__PAGE TEXT__:

Adult, a term used in the Department of State Standardized Regulations (Government Civilians, Foreign Areas), means a family member who is 21 years of age or older.
Domestic partner means a person in a domestic partnership with an employee or annuitant of the same sex.
Domestic partnership means a committed relationship between two adults of the same sex in which the partners -
(1) Are each other's sole domestic partner and intend to remain so indefinitely;
(2) Maintain a common residence, and intend to continue to do so (or would maintain a common residence but for an assignment abroad or other employment-related, financial, or similar obstacle);
(3) Are at least 18 years of age and mentally competent to consent to contract;
(4) Share responsibility for a significant measure of each other's financial obligations;
(5) Are not married or joined in a civil union to anyone else;
(6) Are not the domestic partner of anyone else;
(7) Are not related in a way that, if they were of opposite sex, would prohibit legal marriage in the U.S. jurisdiction in which the domestic partnership was formed;
(8) Are willing to certify, if required by the agency, that they understand that willful falsification of any documentation required to establish that an individual is in a domestic partnership may lead to disciplinary action and the recovery of the cost of benefits received related to such falsification, as well as constitute a criminal violation under 18 U.S.C. 1001, and that the method for securing such certification, if required, will be determined by the agency; and
(9) Are willing promptly to disclose, if required by the agency, any dissolution or material change in the status of the domestic partnership.

__WHAT YOU NEED TO DO__:
**1.** Translate this sentence from the domestic partnership definitions into Spanish: "Domestic partner means a person in a domestic partnership with an employee or annuitant of the same sex."
**2.** List every term that the domestic partnership definitions define.
**3.** Return the stretch of the domestic partnership definitions from "Adult, a term" through "age or older.", word for word.
Work only from the definitions text above.

__ITEMS__:

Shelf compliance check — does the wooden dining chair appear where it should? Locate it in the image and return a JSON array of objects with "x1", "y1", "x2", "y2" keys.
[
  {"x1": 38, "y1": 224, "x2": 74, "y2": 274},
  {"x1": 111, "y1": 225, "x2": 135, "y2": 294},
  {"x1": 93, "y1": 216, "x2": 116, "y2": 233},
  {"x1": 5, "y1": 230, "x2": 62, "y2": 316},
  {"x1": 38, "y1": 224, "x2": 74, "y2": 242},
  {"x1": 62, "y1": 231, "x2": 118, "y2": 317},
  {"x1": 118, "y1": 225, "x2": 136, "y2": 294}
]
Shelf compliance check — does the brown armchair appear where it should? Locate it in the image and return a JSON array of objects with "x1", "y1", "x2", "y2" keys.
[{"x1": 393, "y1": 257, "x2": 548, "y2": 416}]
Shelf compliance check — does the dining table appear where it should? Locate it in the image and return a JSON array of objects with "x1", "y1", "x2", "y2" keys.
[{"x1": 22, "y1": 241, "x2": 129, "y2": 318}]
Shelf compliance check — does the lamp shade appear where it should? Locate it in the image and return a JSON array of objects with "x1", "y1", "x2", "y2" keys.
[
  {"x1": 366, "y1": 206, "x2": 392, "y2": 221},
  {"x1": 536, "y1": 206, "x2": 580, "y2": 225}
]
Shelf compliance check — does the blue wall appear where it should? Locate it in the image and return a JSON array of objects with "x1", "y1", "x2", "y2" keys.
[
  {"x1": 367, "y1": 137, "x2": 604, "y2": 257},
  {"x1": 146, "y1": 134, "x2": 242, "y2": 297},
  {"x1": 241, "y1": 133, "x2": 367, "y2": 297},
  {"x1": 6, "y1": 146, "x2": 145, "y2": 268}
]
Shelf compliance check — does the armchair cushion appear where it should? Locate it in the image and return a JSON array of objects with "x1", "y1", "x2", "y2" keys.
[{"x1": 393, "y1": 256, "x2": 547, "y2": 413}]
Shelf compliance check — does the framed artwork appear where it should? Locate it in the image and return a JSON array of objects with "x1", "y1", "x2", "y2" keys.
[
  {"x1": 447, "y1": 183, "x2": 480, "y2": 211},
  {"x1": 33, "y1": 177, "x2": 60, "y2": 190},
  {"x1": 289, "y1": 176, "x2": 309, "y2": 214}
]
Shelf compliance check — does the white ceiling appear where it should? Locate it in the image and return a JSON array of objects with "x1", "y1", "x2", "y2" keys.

__RESPONSES PER TASK__:
**1.** Por pareja doméstica se entiende una persona en una unión doméstica con un empleado o pensionista del mismo sexo.

**2.**
Adult
Domestic partner
Domestic partnership

**3.**
Adult, a term used in the Department of State Standardized Regulations (Government Civilians, Foreign Areas), means a family member who is 21 years of age or older.